Excerpt provided START

Personal information
- Nationality: Australia
- Born: 22 May 1976 (age 50) Brisbane, Queensland

Medal record
Swimming
Paralympic Games
| Silver medal – second place | 2000 Sydney | Women's 100 m Breaststroke SB7 |
IPC Swimming World Championships
| Silver medal – second place | 1998 Christchurch | Women's 100 m Breaststroke SB7 |

= Tamara Nowitzki =

Australian Paralympic swimmer

Tamara Leigh Nowitzki (born 22 May 1976) is a Paralympic swimming competitor from Australia and a silver medalist at the 2000 Sydney Paralympics.

==Personal==
She was born in Brisbane. At the age of 13 months she was diagnosed with cerebral palsy. Nowitzki attended Ferny Grove High School. She was diagnosed with Dopa-responsive dystonia when she was 25 years old.

Excerpt provided END

[Problem]
Reproduce the passage of the Nowitzki profile that begins with "Tamara Leigh Nowitzki" and ends after "25 years old.", swapping each occurrence of "Brisbane" for "Perth". Rely solely on the Nowitzki profile above when completing this work.

Given information START

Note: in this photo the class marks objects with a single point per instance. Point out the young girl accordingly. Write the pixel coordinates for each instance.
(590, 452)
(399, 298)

Given information END

[Exercise output]
Tamara Leigh Nowitzki (born 22 May 1976) is a Paralympic swimming competitor from Australia and a silver medalist at the 2000 Sydney Paralympics.

==Personal==
She was born in Perth. At the age of 13 months she was diagnosed with cerebral palsy. Nowitzki attended Ferny Grove High School. She was diagnosed with Dopa-responsive dystonia when she was 25 years old.